What you are asked to do
Each of the records must appear again, exactly as it was written.
━━━━━ Data for this exercise ━━━━━
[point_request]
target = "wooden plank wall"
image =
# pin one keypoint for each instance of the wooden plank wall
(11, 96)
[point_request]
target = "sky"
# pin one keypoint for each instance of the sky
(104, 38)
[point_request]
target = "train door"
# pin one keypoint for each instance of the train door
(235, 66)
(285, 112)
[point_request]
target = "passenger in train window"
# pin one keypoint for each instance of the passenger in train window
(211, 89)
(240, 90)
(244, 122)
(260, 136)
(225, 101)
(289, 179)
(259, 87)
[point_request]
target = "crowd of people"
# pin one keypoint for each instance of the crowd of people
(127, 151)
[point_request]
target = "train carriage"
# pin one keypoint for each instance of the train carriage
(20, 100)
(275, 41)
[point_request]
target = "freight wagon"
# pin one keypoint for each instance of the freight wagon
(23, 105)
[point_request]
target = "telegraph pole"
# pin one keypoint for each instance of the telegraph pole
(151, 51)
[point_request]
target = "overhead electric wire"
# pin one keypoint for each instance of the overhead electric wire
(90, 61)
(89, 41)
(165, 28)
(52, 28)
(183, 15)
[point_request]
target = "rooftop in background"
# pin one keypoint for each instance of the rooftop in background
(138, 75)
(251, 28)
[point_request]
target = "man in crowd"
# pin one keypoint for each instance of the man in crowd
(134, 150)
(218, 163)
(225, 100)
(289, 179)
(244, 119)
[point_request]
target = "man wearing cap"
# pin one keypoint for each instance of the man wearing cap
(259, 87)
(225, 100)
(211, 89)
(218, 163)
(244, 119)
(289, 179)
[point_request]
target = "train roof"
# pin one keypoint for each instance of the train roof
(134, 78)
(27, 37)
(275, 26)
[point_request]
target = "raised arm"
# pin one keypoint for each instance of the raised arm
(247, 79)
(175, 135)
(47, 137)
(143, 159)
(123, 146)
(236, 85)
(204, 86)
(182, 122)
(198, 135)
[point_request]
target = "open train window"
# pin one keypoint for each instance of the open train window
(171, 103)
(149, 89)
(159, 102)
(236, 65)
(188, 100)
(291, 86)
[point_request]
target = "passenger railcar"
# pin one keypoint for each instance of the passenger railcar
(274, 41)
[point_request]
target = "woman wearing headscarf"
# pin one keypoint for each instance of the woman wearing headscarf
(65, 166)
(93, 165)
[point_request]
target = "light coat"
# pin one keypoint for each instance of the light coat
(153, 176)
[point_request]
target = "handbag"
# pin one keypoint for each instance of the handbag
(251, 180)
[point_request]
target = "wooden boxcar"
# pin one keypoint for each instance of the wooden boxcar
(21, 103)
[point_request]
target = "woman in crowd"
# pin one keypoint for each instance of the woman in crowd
━━━━━
Written response
[point_request]
target = "wooden plank wall"
image =
# pin one keypoint for each instance of the wooden plank wall
(11, 96)
[point_request]
target = "sky"
# pin one keypoint for each instance of the sky
(104, 38)
[point_request]
target = "train door"
# pin one keypoint for each instance of the train door
(235, 66)
(285, 112)
[point_request]
target = "passenger in train window"
# pin one keypoint for each instance of the passenger in train window
(211, 89)
(240, 90)
(244, 122)
(260, 136)
(225, 101)
(289, 179)
(259, 87)
[point_request]
target = "crowd of people"
# pin one keypoint for each instance of the crowd of people
(127, 151)
[point_request]
target = "train carriage"
# pin one keypoint for each instance of the train carriage
(20, 100)
(275, 41)
[point_request]
target = "freight wagon"
# pin one keypoint for each instance of the freight wagon
(23, 105)
[point_request]
target = "telegraph pole"
# pin one keypoint for each instance of the telegraph pole
(151, 51)
[point_request]
target = "overhead electric wire"
# pin one keypoint for each instance of the overhead electric wire
(90, 61)
(89, 41)
(165, 28)
(52, 28)
(183, 15)
[point_request]
target = "rooftop in background"
# pin one keypoint for each instance of the rooftop in background
(138, 75)
(251, 28)
[point_request]
target = "man in crowd"
# pin one keypoint for each instance of the man in crowd
(134, 150)
(218, 163)
(225, 100)
(289, 179)
(244, 119)
[point_request]
target = "man wearing cap"
# pin one keypoint for each instance of the man wearing cap
(259, 87)
(225, 100)
(211, 89)
(218, 163)
(244, 119)
(289, 179)
[point_request]
target = "train roof"
# pin one keypoint for each instance of the train roof
(134, 78)
(27, 37)
(275, 26)
[point_request]
target = "raised arm"
# pin one keypoint for each instance of the raised arm
(247, 79)
(175, 135)
(47, 137)
(143, 159)
(123, 146)
(236, 85)
(204, 86)
(182, 122)
(198, 135)
[point_request]
target = "open train window"
# pin one keypoint for each instance of the open train window
(171, 103)
(149, 89)
(159, 102)
(236, 65)
(188, 100)
(291, 86)
[point_request]
target = "passenger railcar"
# pin one keypoint for each instance of the passenger railcar
(274, 41)
[point_request]
target = "woman wearing headscarf"
# pin one keypoint for each instance of the woman wearing headscarf
(65, 166)
(93, 165)
[point_request]
target = "light coat"
# pin one keypoint for each instance of the light coat
(153, 176)
[point_request]
target = "handbag"
# pin one keypoint for each instance of the handbag
(251, 180)
[point_request]
target = "wooden boxcar"
# pin one keypoint for each instance of the wooden boxcar
(21, 103)
[point_request]
target = "woman in crowd"
# pin one keypoint for each instance of the woman in crowd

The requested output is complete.